### Exercise materials ###
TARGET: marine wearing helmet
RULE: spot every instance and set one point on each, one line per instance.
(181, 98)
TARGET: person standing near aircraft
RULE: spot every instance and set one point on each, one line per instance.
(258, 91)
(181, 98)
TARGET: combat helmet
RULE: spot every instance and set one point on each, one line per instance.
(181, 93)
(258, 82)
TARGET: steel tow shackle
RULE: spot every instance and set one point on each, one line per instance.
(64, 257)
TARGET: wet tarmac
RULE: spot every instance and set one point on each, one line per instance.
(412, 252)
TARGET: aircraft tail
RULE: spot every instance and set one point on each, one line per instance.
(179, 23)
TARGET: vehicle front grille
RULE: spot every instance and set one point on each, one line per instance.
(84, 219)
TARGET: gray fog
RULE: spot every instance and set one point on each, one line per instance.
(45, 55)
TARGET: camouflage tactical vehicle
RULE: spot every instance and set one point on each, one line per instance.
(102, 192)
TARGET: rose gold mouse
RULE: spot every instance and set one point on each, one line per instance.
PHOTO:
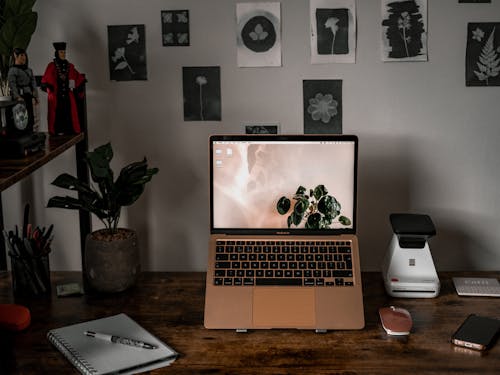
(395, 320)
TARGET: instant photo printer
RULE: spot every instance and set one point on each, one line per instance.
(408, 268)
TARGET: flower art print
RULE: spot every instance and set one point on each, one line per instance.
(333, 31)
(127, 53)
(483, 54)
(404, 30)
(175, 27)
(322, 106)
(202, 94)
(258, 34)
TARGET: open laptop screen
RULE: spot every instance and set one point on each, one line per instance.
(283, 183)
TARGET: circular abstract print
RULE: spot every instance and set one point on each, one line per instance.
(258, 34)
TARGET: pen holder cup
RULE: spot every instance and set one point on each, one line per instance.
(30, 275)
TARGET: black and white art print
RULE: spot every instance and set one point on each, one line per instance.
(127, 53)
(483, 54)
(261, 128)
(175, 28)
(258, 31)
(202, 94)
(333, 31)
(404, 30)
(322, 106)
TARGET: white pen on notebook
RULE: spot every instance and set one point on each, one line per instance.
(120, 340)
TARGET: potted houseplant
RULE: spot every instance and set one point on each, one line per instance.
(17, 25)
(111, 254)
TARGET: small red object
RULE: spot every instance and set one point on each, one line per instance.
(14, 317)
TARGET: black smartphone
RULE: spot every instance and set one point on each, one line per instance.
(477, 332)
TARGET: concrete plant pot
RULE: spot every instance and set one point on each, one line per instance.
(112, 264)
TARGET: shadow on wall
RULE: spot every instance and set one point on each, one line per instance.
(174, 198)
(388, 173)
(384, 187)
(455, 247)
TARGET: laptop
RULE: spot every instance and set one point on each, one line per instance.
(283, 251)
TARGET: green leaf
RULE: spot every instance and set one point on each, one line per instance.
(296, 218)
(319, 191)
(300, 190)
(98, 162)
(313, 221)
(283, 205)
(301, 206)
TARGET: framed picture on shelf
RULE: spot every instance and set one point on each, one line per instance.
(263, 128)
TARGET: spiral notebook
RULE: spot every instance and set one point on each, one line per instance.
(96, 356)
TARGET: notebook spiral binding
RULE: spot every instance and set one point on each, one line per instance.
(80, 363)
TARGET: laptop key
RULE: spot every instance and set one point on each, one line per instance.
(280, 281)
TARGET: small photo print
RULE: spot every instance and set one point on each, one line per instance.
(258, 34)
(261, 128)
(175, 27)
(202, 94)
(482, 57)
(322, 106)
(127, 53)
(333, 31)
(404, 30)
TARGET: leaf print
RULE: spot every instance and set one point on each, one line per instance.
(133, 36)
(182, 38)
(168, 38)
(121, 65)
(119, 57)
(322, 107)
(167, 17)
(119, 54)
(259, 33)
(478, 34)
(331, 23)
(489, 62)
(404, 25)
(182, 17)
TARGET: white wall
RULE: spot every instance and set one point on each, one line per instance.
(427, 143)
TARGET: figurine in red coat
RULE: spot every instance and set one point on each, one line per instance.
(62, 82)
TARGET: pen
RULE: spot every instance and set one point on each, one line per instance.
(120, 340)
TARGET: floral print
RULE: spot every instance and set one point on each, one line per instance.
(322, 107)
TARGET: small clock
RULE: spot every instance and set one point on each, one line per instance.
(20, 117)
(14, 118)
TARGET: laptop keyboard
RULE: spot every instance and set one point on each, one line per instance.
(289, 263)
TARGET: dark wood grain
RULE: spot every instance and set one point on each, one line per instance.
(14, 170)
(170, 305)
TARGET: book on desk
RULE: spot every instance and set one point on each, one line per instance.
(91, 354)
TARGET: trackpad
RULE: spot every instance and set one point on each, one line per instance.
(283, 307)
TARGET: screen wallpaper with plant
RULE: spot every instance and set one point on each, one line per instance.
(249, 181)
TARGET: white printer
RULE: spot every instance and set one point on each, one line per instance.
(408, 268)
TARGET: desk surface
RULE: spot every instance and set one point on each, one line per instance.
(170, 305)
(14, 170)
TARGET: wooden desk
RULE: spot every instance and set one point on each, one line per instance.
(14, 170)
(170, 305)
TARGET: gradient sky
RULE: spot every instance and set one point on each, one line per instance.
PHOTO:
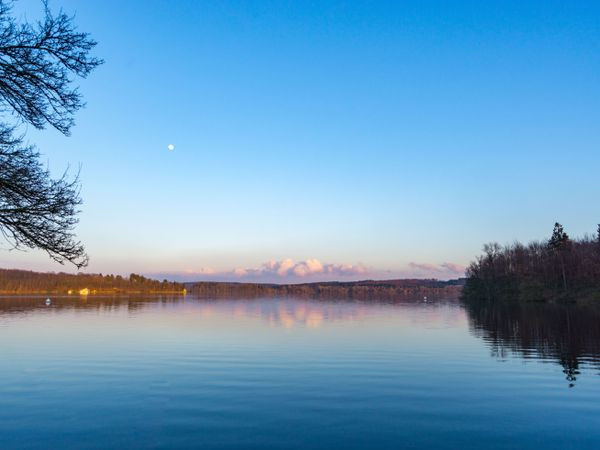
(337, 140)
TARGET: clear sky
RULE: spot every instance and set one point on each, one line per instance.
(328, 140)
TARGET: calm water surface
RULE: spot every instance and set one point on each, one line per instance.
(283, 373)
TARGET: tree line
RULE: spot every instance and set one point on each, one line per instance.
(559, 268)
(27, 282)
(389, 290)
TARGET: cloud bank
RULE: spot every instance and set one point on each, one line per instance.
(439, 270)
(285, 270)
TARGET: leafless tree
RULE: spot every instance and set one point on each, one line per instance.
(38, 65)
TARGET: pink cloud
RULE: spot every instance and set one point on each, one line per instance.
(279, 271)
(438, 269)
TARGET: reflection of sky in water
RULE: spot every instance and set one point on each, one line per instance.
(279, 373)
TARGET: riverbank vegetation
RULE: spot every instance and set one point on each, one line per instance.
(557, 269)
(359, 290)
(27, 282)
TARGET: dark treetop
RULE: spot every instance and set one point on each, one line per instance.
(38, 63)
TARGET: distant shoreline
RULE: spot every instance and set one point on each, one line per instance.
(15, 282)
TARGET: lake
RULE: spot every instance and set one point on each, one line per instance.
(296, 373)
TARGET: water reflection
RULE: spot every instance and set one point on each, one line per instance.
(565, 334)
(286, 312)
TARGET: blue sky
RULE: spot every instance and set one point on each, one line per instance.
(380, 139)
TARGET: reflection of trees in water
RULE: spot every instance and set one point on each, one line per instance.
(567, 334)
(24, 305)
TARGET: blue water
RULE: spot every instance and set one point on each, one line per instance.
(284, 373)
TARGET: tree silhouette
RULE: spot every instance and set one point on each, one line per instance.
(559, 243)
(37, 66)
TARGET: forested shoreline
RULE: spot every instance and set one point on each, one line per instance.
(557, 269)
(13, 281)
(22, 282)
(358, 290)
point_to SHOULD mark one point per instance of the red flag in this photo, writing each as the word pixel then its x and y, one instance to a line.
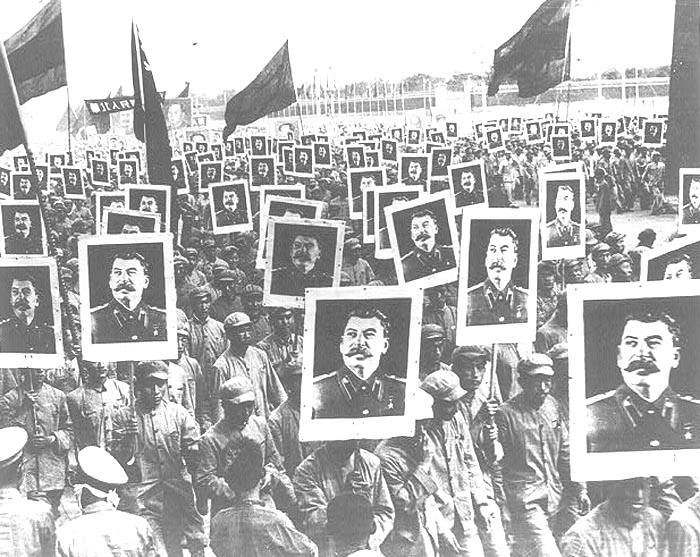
###
■ Exercise ■
Print all entries exactly, without images.

■ Solution to this task ■
TARGET: marine wearing helmet
RULE: spot every instance and set one point on each, one line per instance.
(181, 98)
TARGET: person standing near aircraft
RULE: spot every instance and set one point on each, one line per instance.
(258, 91)
(181, 98)
TARGET: combat helmet
RULE: spot every instance and set one point on each, one line per instance.
(181, 93)
(258, 82)
TARGET: steel tow shackle
RULE: spot every instance and set one point on each, one line per instance.
(64, 257)
TARGET: wet tarmac
RULE: spot every instance and set one point on each, one line per instance.
(412, 252)
TARGET: aircraft tail
RULE: spot every instance and set one point on each, one line per instance.
(179, 23)
TARGET: vehicle front grille
RULE: spot every instance and set one point on each, one line per instance.
(84, 219)
TARGET: gray fog
RULE: spot every instance and set one point on each, one line per instance.
(45, 55)
TARGET: camouflage tactical vehicle
RULE: spot every instance and set one point on each, one line per instance.
(102, 192)
TARGET: rose gold mouse
RULE: spot every instance and set one point on each, one line per instance.
PHOTO:
(395, 320)
TARGET: instant photo printer
RULE: spot every instance and set one point on each, one line per instance.
(408, 268)
TARGET: flower art print
RULE: spot every instance and set one point on each, one line per instance.
(333, 31)
(127, 53)
(483, 54)
(404, 30)
(175, 27)
(322, 106)
(202, 94)
(258, 34)
TARGET: open laptop screen
RULE: spot every instance and set one point on each, one line per instance.
(283, 183)
TARGET: circular abstract print
RULE: spot every instance and set one point on each, one line per instance.
(258, 34)
TARGET: pen holder cup
RULE: spot every instance and set one point on each, one line per instance.
(30, 275)
TARGET: black and white art print
RULE: spot every instance and set one point on each, one line per instance.
(127, 53)
(483, 54)
(261, 128)
(175, 28)
(258, 31)
(202, 94)
(333, 31)
(404, 30)
(322, 106)
TARGET: white pen on notebook
RULE: spot every instance and set one point on each, one line per instance.
(120, 340)
TARGET: potted houseplant
RULE: spot every instance and set one point on each, one line per instance.
(17, 25)
(111, 254)
TARGET: small red object
RULE: spot every instance and set one point on each, one line per instance.
(14, 317)
TARGET: black smartphone
RULE: spot every instance and set one point on each, one line per instance.
(477, 332)
TARGET: concrete plant pot
RULE: spot every instance and set one point on each, one line per instance.
(112, 264)
TARGET: shadow on wall
RULE: spot every instance and set one point on each, one line per instance.
(174, 198)
(388, 173)
(384, 187)
(455, 247)
TARGET: laptop
RULE: spot every instance and set one point on each, one line per instance.
(283, 251)
TARGET: green leaf
RULE: spot every instance and set one point on each, one line per instance.
(296, 218)
(319, 191)
(300, 190)
(98, 162)
(313, 221)
(283, 205)
(301, 206)
TARGET: framed picture on shelf
RULE: spot every instance and set one point on each, one line per instance.
(263, 128)
TARGET: spiral notebook
RULE: spot every instance and set one point on each, one line per instance.
(96, 356)
TARGET: notebook spiral binding
RULE: spot every instance and set one point on each, one line per instance.
(80, 363)
TARGET: laptop key
RULE: spot every instance and set one point on each, one line per instance.
(280, 281)
TARGET: small photo print
RULE: spot every instance and set one point on each, one line per instance.
(258, 34)
(261, 128)
(175, 27)
(202, 94)
(482, 57)
(322, 106)
(127, 53)
(333, 31)
(404, 30)
TARGET: leaf print
RULE: spot every instance and set one point on each, one line per instance.
(133, 36)
(182, 38)
(168, 38)
(121, 65)
(119, 57)
(322, 107)
(167, 17)
(119, 54)
(259, 33)
(478, 34)
(331, 23)
(489, 62)
(404, 25)
(182, 17)
TARGET: white wall
RULE: spot every instance and set one point on each, one line per instance.
(427, 143)
TARGET: figurine in red coat
RULE: spot every instance and set one point on each, one line per instance.
(62, 82)
TARGET: pen
RULE: spot every instance and set one point on each, one line per instance.
(120, 340)
TARGET: floral print
RULE: spot every instance and set one point on each, one line per instance.
(322, 107)
TARGET: small clock
RULE: spot every instance and set one point on each, one line per instance.
(20, 117)
(14, 118)
TARGET: laptop keyboard
RULE: spot every instance and set one point on each, one line per instance.
(289, 263)
TARGET: dark wood grain
RULE: spot every instance and set one point on each, one line per instance.
(14, 170)
(170, 305)
TARGET: book on desk
RULE: spot every instance and set one point on each, one line per instance.
(91, 354)
TARGET: trackpad
RULE: spot every instance and set one point on each, one line per instance.
(283, 307)
TARGET: screen wallpaper with plant
RULE: spot every instance and set one point on each, one line per instance.
(249, 181)
TARGET: white printer
RULE: spot every instance and set one point on each, one line per instance.
(408, 268)
TARGET: desk surface
RULE: spot every instance and set one point on each, one line per instance.
(170, 305)
(14, 170)
TARGET: wooden desk
RULE: spot every instance and set one point on each, one line per instance.
(14, 170)
(170, 305)
TARGET: gradient sky
RULE: spot every instance and set one point on each, one line per instance.
PHOTO:
(337, 140)
TARGET: clear sky
RULE: spot every instance and set one point on each, one line per instance.
(328, 140)
TARGET: calm water surface
RULE: spot every instance and set one point on each, one line per instance.
(283, 373)
TARGET: tree line
RULE: spot every instance and set one point on each, one line per instance.
(559, 268)
(27, 282)
(389, 290)
TARGET: cloud bank
RULE: spot every instance and set one point on each, one line per instance.
(439, 270)
(285, 270)
TARGET: leafless tree
RULE: spot every instance and set one point on each, one line per instance.
(38, 65)
TARGET: pink cloud
RULE: spot every instance and set one point on each, one line per instance.
(279, 271)
(438, 269)
TARGET: reflection of sky in water
RULE: spot every instance and set one point on each, one line per instance.
(279, 373)
TARGET: riverbank vegetation
RULE: spot every instance and set one point on each, one line per instance.
(557, 269)
(359, 290)
(27, 282)
TARGET: dark treetop
RULE: spot every instance and set one point on each, one line per instance.
(38, 63)
TARGET: distant shoreline
RULE: spot every instance and set one point on each, one line per instance.
(15, 282)
TARGET: lake
RULE: spot every instance and set one point on each, one line per instance.
(296, 373)
TARGET: water reflection
RULE: spot every instance and set one point on each, one line per instance.
(565, 334)
(286, 312)
TARGET: blue sky
RULE: spot every instance and set one point on each, one line per instance.
(380, 139)
TARGET: reflection of trees in water
RULE: spot every instance and set one point on each, one line per instance.
(567, 334)
(24, 305)
TARGET: blue water
RULE: spot every instance and set one point on each, one line per instance.
(284, 373)
TARGET: tree silhouette
RULE: spot every instance and set one point on each, one line per instance.
(559, 243)
(37, 66)
TARGET: forested shoreline
RULE: spot every instance and set one point on each, one line per instance.
(557, 269)
(13, 281)
(22, 282)
(358, 290)
point_to SHOULD mark one point per instance of the red flag in this photo, writing each as the word pixel then its x and y, one instance to a line.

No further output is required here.